Despite Putin’s absence, will the war in Ukraine feature prominently in summit talks?
Yes, especially because it is contributing to soaring food and energy prices that, in turn, are raising concerns about a potential global recession in 2023. A failure to stem those price increases could further undermine the growth outlooks for — and exacerbate the risks of political instability in — countries across the developing world. Keep in mind that many have yet to overcome the economic devastation of the coronavirus pandemic.
How will the G-20 address the war and its fallout?
The conflict has unfortunately surfaced deep divisions among the members of the G-20. Representatives from both developed and developing countries will likely frame it in stark terms but with different emphases. Western officials will be likely to warn that a failure to blunt Russian aggression and liberate Russian-occupied Ukrainian territory would pose a devastating, if not irreversible, blow to the postwar order and the norms of sovereignty and territorial integrity that underpin it. They will likely further contend that such a failure would embolden other would-be aggressors to pursue their revanchist ambitions, with especially troubling implications for relations between China and Taiwan.
Officials from developing countries, by contrast, will be more likely to stress the war’s mounting economic costs and the risk of nuclear escalation. They will likely press US officials to make a renewed diplomatic push to end the conflict, especially as it enters a more unpredictable, dangerous phase.
What will Biden and Xi discuss?
It is significant that they will be meeting in person for the first time since Biden became president because there is no substitute for face-to-face diplomacy. Russia’s invasion of Ukraine and escalating cross-Strait tensions will likely figure prominently in their discussion; on the latter subject, Biden will likely note America’s red line that China not attempt a forcible reunification of Taiwan with the mainland, while Xi will likely note China’s red line that Taiwan not declare formal independence.

*****

Activities:
1. In the passage on the G-20 summit, what red line is Xi expected to note regarding Taiwan?
2. Retype the portion of the passage on the G-20 summit from "Officials from developing" up to and including "declare formal independence.", keeping every word and mark unchanged.

Data extracts:

*****

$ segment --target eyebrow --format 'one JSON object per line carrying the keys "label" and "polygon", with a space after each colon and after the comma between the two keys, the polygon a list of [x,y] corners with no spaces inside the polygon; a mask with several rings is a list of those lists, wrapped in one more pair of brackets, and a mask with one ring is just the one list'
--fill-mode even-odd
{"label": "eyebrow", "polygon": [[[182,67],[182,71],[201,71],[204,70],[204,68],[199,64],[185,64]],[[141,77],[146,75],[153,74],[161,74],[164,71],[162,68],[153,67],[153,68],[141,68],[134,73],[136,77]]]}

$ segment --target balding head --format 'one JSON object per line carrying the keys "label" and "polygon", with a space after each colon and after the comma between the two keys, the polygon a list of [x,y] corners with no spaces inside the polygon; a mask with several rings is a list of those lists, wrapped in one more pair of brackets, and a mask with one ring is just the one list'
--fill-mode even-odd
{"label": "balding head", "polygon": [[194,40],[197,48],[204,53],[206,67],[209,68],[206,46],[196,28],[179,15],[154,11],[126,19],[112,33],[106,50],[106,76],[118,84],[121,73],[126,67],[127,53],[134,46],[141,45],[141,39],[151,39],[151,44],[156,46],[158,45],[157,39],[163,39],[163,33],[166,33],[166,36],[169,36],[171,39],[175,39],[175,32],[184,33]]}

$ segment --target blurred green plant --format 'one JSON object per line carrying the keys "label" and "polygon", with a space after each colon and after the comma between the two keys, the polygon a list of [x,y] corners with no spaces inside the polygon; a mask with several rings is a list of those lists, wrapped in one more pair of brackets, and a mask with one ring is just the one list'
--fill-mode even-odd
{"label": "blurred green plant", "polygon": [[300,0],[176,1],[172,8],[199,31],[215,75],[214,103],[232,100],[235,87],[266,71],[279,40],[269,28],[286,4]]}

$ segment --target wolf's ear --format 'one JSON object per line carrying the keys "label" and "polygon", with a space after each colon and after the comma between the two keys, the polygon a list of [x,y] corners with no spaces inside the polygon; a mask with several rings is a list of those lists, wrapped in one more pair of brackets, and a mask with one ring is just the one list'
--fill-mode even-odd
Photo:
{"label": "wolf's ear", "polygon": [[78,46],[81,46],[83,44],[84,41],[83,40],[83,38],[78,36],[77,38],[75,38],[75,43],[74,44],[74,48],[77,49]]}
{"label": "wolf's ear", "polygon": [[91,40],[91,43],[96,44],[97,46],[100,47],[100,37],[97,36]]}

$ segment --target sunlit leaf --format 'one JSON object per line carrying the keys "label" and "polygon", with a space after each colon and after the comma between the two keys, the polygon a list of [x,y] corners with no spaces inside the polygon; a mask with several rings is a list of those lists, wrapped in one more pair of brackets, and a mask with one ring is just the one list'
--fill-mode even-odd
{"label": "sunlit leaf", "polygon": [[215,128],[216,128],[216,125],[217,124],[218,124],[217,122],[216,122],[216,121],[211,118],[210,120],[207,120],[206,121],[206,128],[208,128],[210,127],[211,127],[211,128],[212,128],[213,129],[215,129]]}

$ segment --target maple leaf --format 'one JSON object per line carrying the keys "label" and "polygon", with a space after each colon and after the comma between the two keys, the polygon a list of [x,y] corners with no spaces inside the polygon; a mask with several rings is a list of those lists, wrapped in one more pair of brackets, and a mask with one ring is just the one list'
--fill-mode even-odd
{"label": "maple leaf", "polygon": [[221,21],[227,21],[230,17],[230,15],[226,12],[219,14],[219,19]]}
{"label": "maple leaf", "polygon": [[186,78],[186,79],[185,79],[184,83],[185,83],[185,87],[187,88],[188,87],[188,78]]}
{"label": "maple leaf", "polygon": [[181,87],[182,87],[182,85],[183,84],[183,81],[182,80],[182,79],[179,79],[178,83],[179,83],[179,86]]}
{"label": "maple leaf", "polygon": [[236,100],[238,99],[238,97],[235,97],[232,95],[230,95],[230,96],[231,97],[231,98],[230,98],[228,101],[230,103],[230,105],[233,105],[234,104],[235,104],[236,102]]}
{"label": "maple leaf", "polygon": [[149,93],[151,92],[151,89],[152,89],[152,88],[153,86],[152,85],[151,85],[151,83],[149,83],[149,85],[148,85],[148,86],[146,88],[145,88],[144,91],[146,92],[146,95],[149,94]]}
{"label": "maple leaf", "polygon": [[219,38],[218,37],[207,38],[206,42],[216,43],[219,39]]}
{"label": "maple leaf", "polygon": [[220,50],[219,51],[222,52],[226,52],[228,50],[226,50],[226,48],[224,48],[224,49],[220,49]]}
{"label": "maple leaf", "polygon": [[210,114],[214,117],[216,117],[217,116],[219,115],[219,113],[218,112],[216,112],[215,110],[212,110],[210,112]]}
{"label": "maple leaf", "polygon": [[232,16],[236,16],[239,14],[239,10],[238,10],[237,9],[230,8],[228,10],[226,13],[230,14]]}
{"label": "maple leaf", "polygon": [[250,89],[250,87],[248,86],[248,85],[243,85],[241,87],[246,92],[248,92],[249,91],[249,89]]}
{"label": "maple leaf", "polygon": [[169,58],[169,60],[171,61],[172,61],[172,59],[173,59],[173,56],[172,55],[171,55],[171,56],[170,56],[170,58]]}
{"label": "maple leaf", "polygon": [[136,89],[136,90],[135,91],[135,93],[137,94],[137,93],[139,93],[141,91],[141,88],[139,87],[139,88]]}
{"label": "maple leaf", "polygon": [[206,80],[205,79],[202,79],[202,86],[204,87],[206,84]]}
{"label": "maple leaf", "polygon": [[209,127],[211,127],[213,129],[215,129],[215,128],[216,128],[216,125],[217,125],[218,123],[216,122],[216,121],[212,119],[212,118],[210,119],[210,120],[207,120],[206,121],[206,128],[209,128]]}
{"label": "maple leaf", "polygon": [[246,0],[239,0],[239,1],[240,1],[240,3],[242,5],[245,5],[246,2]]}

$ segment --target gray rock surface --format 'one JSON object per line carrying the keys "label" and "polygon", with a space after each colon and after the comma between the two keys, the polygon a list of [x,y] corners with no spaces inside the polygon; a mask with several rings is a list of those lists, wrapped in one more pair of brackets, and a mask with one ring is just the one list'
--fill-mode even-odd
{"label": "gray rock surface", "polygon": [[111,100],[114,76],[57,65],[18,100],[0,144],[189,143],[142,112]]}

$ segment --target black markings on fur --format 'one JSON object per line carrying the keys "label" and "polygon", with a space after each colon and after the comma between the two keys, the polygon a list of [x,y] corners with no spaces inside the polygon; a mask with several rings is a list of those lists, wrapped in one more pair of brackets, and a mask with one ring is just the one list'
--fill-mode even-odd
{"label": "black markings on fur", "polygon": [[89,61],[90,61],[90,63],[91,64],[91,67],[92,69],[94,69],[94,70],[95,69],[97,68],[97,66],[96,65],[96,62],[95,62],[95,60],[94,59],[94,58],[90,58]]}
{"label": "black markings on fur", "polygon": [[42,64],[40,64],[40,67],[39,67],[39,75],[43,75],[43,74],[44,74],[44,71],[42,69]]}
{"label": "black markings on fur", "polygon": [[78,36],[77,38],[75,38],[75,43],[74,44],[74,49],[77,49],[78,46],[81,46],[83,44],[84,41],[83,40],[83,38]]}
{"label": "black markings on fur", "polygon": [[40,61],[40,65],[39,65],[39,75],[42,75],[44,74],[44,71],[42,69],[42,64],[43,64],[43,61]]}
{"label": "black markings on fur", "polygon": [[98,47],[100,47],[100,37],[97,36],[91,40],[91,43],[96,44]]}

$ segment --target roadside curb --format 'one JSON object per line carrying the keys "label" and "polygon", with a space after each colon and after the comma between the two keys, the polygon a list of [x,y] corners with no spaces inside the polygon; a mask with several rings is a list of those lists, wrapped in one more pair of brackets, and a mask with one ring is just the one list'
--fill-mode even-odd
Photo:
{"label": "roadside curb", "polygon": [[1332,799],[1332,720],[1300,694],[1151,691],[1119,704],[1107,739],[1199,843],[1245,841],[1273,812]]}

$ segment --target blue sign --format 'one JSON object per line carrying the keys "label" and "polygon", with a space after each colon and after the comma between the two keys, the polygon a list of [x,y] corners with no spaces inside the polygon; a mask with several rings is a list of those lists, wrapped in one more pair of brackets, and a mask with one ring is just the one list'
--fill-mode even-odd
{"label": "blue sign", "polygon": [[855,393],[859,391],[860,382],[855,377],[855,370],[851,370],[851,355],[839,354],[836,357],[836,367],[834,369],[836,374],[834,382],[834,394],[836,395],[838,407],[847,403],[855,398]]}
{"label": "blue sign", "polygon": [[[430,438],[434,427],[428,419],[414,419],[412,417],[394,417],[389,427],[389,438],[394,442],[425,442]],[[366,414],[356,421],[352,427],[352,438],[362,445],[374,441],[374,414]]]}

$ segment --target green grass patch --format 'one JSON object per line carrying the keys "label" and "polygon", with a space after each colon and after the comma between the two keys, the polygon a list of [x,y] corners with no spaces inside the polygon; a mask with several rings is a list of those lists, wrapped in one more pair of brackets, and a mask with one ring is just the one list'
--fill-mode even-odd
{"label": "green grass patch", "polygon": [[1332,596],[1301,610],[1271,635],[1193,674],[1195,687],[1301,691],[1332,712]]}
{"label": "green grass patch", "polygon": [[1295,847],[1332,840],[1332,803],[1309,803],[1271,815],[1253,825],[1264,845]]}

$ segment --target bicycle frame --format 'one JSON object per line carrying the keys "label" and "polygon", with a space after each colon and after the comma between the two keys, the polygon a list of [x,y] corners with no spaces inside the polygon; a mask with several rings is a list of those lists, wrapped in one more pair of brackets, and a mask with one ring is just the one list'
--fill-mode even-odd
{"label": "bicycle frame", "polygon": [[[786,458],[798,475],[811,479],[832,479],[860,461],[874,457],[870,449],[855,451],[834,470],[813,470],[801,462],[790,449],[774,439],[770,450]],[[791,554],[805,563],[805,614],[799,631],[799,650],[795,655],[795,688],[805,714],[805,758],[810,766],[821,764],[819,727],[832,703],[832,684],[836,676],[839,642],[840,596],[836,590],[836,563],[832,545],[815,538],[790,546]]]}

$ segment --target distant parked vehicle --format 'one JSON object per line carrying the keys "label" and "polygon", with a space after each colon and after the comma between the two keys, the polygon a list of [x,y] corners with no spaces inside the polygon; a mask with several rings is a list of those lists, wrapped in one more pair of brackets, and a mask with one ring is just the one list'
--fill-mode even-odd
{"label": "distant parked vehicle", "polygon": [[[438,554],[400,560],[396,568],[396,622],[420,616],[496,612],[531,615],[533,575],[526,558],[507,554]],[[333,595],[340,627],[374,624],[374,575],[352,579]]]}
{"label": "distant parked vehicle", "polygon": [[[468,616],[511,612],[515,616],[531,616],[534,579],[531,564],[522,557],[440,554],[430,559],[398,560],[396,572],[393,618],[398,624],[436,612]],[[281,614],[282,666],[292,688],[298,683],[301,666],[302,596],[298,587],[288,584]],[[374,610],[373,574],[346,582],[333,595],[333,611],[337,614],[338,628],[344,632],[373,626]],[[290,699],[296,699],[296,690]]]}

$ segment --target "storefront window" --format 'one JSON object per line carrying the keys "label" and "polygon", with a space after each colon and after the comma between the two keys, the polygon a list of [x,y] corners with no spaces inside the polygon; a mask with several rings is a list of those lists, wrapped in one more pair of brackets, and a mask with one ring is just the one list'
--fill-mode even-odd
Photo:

*****

Answers:
1. That Taiwan not declare formal independence.

2.
Officials from developing countries, by contrast, will be more likely to stress the war’s mounting economic costs and the risk of nuclear escalation. They will likely press US officials to make a renewed diplomatic push to end the conflict, especially as it enters a more unpredictable, dangerous phase.
What will Biden and Xi discuss?
It is significant that they will be meeting in person for the first time since Biden became president because there is no substitute for face-to-face diplomacy. Russia’s invasion of Ukraine and escalating cross-Strait tensions will likely figure prominently in their discussion; on the latter subject, Biden will likely note America’s red line that China not attempt a forcible reunification of Taiwan with the mainland, while Xi will likely note China’s red line that Taiwan not declare formal independence.